(Tasks and exercises):
1. Please condense the paragraph of the Ansible excerpt that begins "The variable appears to store" into a single shorter sentence that keeps its main facts.
2. Quote the Ansible excerpt from "root@ansible_host[yaml] # ansible-playbook" to "[10.127.3.18] => (item=node_ip)".
3. Decide whether each statement agrees with the Ansible excerpt, and give yes or no with the words that settle it: (a) The shell task's output is registered under the name workmem. (b) The playbook run sets the database port to 5433. (c) The fix is to have Ansible substitute only the stdout element.

The variable appears to store an array of values. The solution to this problem is to force Ansible to substitute only the required element, in this case stdout. This is achieved using the following syntax:

- debug:
  var: <variable_name>.stdout

or

{{ <variable_name>.stdout }}

An example of Ansible command substitution from a shell task is shown below:

# Initialising the global variable
 - shell: echo $(cat /proc/meminfo | grep MemTotal | awk '{print $2}') / 100 / 1024 |bc
 register: workmem
 ignore_errors: True
 - debug:
 var: workmem.stdout

# Using variable in replace statement
 - name: Configure memory parameters ( work_mem = {{ workmem.stdout }}MB )
 replace: dest={{db_data_dir}}/postgresql.conf regexp="^#?work_mem\s+=\s+[1-9]*[kMGT]B" replace="work_mem = {{ workmem.stdout }}MB"
 become: true
 become_user: postgres

The correct playbook execution output for provisioning a single instance PostgreSQL database is shown below:

root@ansible_host[yaml] # ansible-playbook /home/ansible/yaml/postgres-main2.yml --extra-vars "target=postgres node_ip=10.127.3.18 db_name=dbdemo db_user=pgadmin db_password=password db_port=5432 db_data_dir=/var/lib/pgsql/9.5/data"

PLAY [postgres] ****************************************************************

TASK [setup] *******************************************************************
 ok: [10.127.3.18]

TASK [assert] ******************************************************************
 ok: [10.127.3.18] => (item=node_ip)

(Source excerpt):

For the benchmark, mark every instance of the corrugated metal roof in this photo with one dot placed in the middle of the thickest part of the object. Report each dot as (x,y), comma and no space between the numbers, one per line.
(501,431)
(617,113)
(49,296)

(Solution set):
1. Because the variable seems to hold an array of values, Ansible must be made to substitute only the needed element (here stdout), using the syntax that follows.

2.
root@ansible_host[yaml] # ansible-playbook /home/ansible/yaml/postgres-main2.yml --extra-vars "target=postgres node_ip=10.127.3.18 db_name=dbdemo db_user=pgadmin db_password=password db_port=5432 db_data_dir=/var/lib/pgsql/9.5/data"

PLAY [postgres] ****************************************************************

TASK [setup] *******************************************************************
 ok: [10.127.3.18]

TASK [assert] ******************************************************************
 ok: [10.127.3.18] => (item=node_ip)

3.
(a) Yes: "register: workmem"
(b) No: "db_port=5432"
(c) Yes: "force Ansible to substitute only the required element, in this case stdout"